What you have to do:
Repeat the listing exactly as given, omitting every image.

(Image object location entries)
○ ○ ○ ○
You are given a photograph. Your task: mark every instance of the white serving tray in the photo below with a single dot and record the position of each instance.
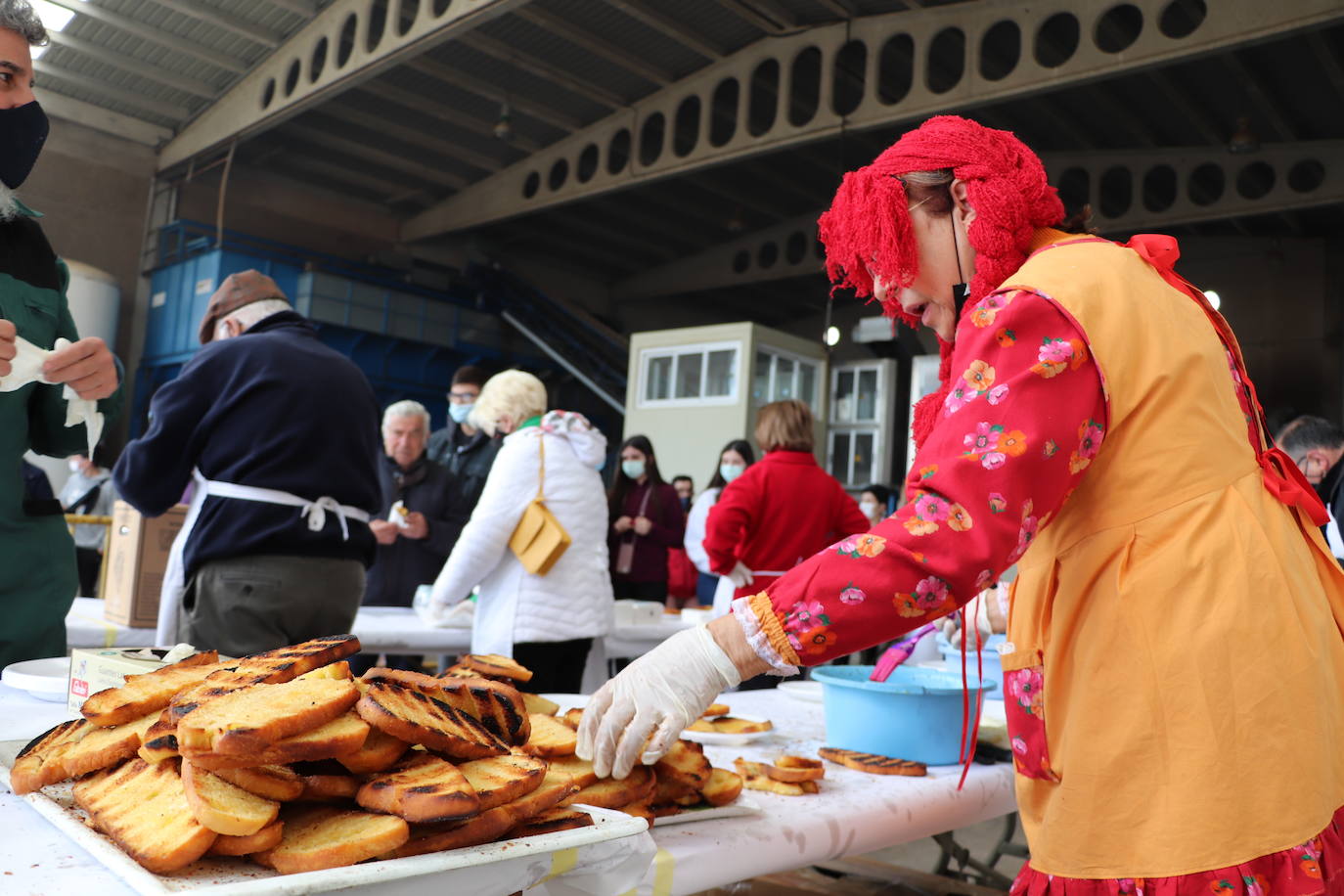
(241, 877)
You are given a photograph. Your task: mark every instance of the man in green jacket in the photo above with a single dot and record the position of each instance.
(38, 576)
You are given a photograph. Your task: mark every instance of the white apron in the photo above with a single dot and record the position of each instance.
(169, 629)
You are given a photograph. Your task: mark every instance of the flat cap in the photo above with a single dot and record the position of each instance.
(237, 291)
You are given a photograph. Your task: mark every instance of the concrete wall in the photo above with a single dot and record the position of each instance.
(93, 190)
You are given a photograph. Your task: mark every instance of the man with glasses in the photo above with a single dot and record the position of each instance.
(1316, 446)
(467, 452)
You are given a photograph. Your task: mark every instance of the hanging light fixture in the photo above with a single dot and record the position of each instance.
(504, 125)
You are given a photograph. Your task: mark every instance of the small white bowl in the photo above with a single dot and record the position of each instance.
(43, 679)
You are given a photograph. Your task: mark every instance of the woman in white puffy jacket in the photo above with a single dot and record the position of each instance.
(546, 622)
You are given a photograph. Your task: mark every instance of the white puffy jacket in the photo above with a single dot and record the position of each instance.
(574, 598)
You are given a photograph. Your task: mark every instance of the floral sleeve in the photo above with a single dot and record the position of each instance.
(1021, 424)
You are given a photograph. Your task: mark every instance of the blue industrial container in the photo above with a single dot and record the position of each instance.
(913, 715)
(179, 294)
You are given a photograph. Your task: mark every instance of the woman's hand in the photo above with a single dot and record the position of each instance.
(85, 366)
(7, 347)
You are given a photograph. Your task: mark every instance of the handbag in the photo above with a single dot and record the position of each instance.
(539, 539)
(625, 550)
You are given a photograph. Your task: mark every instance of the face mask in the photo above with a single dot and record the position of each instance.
(23, 129)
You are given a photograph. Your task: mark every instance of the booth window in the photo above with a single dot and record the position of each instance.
(690, 374)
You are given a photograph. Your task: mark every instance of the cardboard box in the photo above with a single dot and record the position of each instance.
(137, 555)
(94, 670)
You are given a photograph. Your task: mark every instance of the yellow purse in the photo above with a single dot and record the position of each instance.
(539, 539)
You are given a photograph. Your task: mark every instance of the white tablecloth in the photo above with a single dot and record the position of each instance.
(854, 813)
(380, 629)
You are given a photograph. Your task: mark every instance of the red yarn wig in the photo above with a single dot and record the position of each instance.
(867, 230)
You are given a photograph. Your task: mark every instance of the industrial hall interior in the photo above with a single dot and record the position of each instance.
(672, 446)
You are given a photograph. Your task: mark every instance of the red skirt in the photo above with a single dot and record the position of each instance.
(1316, 867)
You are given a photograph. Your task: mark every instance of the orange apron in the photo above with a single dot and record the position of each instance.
(1185, 619)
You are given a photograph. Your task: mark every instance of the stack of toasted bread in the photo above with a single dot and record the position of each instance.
○ ○ ○ ○
Task answer:
You are given a photograph. Your task: mark every instance of the white serving tray in the photo below with a single dot and record the position of each instance.
(241, 877)
You are given a photograph. Your task: mark every instance of the man in green jacket in the photo above with a single dot and record the position of each instance.
(38, 576)
You are given a photograph. Your task: mark every instance of the white apron in the photo above with a single dot and record the position of each instance.
(169, 629)
You are given a photograph. Your task: mark every instance of the flat cap in the photo above with a single dot and record the position of each instance.
(237, 291)
You are given a photograph. Your task: mark every instance of the concrete wall in the photo above with a single dot and record the position of each instance.
(93, 190)
You are given a photograph. Your task: mark every instance of the man with glasses in the photo above with a single dot and record the position of each instance.
(1316, 446)
(467, 452)
You are given a photograph. Your task: mark every instance of the hanging light fixture in the photo above with a single dot and record the position of each instance.
(504, 125)
You are given a photograph. Your task: mark every instance of the small white bowl in the photo above with a single dot and record the position of each instance.
(43, 679)
You are given a photograph. Your task: mark every instance of the woman in white puffy jacket in the photo above with a single dot and record the position of each instance.
(546, 622)
You are given a photograph. Your task: mark every instance of the white puffy jacket in the photo above with a single dot and record the position of each instance.
(574, 598)
You are given a photograph. Your task: mark every instance of the floral sleeve in the photo above with a single dot and record the position of each instance.
(1021, 424)
You are given a photograph. Your task: mark every instance of the blue industrial container in the photo above with a single dot and record the position of each instance.
(913, 715)
(179, 294)
You are given a photograph. Your task: mark every instance of the woman's hand in the photo above with a single dot and record the position of each instance.
(85, 366)
(7, 347)
You are given a photograph. Your task: mark every instance of the handbag in the photo above with a single dot and record the position of each instance.
(539, 539)
(625, 550)
You are given a photograph. Your task: mark every instance of the face mask in the photo above with a single dot and record the position of each instance.
(23, 129)
You are given a photograph. Your task: mark every instance of the booth window in the photo above with a single dot and record the position of each instance.
(690, 374)
You are given a photograph. Your task: mark every instance of the cardboard box in the photo above with a single dot and record the position of each instance.
(137, 555)
(94, 670)
You are given a photograph. Your task: mark every instance of the yellow purse in the photo above with a single dot and record the position of each instance.
(539, 539)
You are given a photograph. Your task: mark every instance of the white tablecloth in the photo above with a single dot and record the position of each instance.
(854, 813)
(380, 629)
You are given a photograph. Your task: mark every instance of the red yarn wig in the photo above with a single dot and record the position of each instance.
(867, 230)
You are given a photograph. Your task: mark every instance of the industrial hall interior in the photo above with a single dot and record the position of each instance.
(672, 446)
You are given a photograph. Your task: mark every instance of the red skirt in the photo above with a single dot and record the position of each instance.
(1316, 867)
You are given a photograph. Your task: mark every instance of the orange apron in the photo above with a single dot and record the position of each instance.
(1185, 619)
You are given a photograph. Your task: mark every instance of the stack of toasted bread in the photo above with a single dot and record the position of each instance.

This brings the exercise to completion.